[Rows from a pointing dataset]
-- BEGIN --

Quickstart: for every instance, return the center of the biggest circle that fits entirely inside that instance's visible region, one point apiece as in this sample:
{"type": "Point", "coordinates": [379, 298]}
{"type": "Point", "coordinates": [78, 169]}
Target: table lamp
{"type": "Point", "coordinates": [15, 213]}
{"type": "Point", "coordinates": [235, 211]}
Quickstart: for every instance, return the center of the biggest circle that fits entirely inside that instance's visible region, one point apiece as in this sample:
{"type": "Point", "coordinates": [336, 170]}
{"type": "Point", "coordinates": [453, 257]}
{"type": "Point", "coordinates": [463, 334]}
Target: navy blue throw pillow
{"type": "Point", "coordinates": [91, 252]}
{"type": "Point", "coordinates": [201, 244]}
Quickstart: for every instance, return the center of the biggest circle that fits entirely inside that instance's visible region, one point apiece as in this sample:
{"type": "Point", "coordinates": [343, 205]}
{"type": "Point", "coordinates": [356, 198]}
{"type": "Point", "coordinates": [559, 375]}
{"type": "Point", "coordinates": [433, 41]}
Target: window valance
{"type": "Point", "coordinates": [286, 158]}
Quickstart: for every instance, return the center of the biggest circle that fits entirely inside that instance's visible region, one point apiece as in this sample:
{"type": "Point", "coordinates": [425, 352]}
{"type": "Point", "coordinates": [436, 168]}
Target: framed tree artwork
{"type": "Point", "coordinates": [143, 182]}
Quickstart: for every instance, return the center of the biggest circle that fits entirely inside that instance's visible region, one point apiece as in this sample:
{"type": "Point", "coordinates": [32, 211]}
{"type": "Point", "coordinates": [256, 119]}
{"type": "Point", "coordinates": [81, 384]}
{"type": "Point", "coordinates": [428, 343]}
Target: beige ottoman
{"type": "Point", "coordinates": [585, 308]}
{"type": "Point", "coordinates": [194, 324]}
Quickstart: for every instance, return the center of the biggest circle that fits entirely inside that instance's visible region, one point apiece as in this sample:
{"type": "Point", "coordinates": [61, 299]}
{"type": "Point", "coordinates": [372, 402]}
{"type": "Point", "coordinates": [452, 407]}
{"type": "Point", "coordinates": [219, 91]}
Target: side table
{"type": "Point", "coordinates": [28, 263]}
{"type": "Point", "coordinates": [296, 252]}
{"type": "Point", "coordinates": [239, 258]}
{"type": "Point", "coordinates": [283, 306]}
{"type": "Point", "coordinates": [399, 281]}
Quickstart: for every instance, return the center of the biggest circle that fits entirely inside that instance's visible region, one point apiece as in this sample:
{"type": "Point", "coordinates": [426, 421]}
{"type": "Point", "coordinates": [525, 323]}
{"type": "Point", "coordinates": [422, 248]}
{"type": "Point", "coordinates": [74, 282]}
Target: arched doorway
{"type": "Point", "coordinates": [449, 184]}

-- END --
-- BEGIN --

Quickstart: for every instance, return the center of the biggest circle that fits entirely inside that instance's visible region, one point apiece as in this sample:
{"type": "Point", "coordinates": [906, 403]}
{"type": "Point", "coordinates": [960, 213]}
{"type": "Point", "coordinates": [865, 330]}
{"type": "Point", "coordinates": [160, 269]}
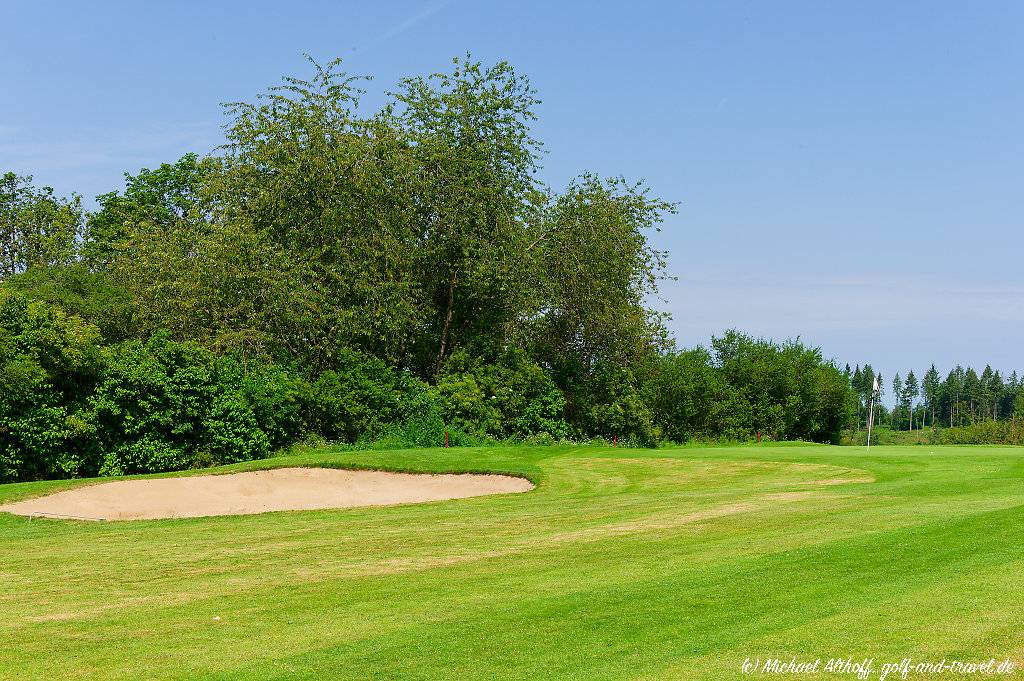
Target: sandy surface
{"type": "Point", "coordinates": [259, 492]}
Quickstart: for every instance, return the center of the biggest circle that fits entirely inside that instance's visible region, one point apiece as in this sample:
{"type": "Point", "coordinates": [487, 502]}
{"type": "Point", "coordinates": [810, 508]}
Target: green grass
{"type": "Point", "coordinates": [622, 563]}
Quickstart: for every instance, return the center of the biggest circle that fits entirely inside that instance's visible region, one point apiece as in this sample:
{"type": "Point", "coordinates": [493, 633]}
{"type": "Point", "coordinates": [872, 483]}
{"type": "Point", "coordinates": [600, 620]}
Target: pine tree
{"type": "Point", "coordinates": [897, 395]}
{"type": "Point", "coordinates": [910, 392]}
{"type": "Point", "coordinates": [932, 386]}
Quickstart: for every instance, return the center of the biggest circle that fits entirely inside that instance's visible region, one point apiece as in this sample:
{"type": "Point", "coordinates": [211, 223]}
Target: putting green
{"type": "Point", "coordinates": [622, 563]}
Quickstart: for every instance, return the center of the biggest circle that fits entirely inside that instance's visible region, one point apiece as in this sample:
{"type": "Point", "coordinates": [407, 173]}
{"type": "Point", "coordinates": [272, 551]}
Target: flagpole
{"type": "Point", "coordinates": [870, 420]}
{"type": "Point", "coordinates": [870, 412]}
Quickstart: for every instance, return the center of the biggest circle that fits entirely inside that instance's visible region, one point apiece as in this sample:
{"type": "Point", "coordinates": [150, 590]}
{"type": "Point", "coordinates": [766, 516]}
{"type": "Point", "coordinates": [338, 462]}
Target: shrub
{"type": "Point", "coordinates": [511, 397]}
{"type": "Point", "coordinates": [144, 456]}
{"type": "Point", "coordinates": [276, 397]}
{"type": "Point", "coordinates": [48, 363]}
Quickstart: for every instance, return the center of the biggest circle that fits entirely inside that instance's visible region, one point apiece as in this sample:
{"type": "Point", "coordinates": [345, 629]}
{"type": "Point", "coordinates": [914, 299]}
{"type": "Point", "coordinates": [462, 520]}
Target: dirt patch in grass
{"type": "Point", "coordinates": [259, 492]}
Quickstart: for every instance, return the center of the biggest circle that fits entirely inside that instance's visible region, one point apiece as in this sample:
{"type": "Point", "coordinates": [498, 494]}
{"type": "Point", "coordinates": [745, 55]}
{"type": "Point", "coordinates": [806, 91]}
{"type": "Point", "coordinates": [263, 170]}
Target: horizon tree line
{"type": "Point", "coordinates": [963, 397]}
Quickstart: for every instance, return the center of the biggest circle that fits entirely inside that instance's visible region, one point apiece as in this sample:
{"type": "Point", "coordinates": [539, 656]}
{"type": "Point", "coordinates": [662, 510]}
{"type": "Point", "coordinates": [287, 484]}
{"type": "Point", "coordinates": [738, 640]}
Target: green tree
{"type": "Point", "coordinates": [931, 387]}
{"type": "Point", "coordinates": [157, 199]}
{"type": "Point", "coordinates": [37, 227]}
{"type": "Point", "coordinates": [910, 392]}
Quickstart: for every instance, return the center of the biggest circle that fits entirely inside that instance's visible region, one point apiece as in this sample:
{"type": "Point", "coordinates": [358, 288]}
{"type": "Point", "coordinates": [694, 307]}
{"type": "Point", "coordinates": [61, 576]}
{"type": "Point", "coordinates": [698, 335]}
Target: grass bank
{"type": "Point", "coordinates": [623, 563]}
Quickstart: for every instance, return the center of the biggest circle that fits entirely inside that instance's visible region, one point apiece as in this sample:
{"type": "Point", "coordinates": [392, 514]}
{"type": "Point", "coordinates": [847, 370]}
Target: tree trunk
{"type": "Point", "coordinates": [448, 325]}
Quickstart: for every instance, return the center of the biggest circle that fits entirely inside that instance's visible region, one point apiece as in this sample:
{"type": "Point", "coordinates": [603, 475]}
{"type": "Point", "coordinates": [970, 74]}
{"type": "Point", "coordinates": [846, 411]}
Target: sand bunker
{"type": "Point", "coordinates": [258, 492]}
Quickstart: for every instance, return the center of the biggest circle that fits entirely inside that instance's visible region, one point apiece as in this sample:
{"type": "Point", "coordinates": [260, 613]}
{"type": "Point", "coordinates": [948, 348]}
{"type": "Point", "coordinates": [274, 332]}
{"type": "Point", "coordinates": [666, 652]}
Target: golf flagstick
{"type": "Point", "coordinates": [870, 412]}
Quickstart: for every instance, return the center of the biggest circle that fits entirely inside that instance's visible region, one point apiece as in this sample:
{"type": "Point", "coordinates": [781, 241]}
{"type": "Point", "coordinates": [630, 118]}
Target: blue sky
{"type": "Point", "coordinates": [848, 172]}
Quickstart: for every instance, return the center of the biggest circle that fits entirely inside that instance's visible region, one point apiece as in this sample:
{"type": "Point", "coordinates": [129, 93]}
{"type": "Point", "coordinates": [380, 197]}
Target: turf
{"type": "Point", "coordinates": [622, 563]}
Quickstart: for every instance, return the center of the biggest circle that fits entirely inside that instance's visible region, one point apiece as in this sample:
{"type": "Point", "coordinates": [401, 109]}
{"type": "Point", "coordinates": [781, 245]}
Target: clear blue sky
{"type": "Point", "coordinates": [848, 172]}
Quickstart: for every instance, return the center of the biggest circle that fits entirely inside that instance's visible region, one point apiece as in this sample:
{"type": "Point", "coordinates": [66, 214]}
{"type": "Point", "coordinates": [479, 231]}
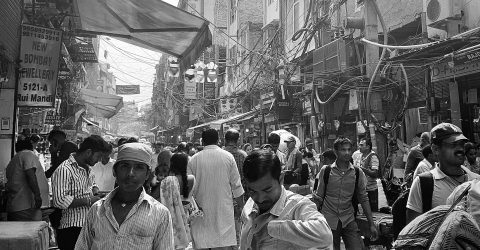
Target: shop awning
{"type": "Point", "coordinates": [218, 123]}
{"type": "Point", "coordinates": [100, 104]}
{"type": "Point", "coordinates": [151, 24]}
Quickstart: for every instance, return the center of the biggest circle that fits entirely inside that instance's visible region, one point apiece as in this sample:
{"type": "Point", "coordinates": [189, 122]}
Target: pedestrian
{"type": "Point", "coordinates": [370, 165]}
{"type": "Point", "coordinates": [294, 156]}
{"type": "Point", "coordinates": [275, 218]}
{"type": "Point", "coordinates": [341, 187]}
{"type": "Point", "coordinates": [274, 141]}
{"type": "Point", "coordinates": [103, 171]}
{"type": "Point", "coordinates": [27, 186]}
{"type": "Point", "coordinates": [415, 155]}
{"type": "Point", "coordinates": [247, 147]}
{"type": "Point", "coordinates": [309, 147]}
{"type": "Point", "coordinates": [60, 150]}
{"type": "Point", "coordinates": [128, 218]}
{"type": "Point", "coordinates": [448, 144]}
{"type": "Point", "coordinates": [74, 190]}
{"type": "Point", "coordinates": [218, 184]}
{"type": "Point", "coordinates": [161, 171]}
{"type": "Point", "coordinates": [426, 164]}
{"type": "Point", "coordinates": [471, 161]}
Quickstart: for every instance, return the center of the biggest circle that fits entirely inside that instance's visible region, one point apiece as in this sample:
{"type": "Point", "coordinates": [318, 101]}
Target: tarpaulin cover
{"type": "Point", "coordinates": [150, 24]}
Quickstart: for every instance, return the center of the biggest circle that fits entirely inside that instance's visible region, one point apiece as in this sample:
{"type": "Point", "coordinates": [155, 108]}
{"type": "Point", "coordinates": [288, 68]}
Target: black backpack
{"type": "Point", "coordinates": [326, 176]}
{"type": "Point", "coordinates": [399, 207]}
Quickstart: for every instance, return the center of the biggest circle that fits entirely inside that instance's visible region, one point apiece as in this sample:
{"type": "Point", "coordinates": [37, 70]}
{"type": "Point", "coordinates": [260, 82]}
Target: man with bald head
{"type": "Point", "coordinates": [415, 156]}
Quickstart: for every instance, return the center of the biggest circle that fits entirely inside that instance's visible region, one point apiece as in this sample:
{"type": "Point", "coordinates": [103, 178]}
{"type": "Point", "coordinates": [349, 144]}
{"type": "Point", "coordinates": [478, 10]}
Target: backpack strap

-- END --
-- BEGIN --

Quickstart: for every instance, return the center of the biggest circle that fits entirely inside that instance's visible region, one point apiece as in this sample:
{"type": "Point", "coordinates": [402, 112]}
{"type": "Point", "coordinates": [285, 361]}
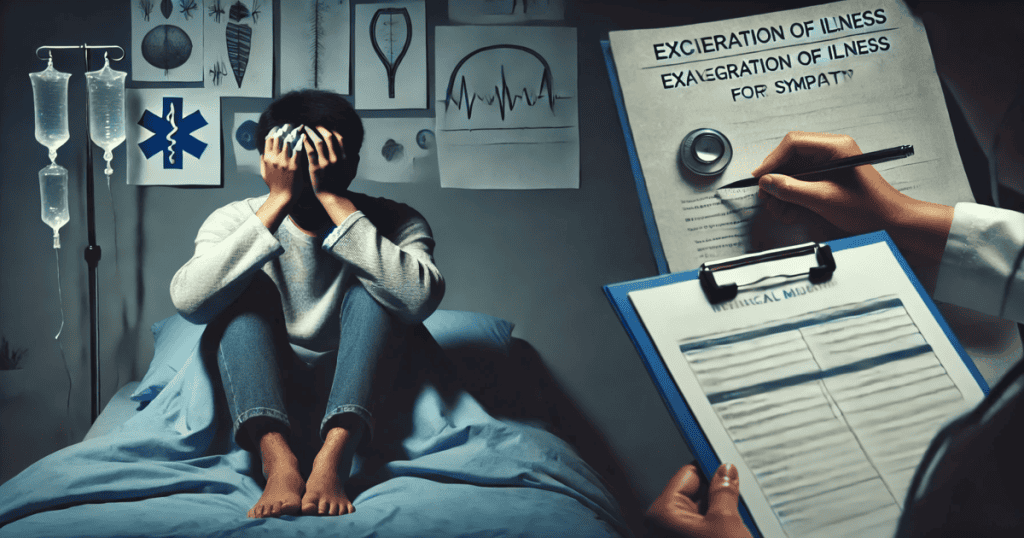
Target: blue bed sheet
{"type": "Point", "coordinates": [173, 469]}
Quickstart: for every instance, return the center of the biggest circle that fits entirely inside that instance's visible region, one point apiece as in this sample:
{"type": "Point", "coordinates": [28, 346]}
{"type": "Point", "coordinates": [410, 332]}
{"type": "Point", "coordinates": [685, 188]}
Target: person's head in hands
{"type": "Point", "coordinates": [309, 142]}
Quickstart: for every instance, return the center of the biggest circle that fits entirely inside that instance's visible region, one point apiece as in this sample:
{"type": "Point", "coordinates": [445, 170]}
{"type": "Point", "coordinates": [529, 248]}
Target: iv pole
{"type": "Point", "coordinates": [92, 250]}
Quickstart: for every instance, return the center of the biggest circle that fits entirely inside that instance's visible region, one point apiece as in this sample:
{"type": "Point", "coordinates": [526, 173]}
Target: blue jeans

-- END --

AIM: Please tally how many lines in the rows above contain the word "green", and give only the number.

EXERCISE SOLUTION: 3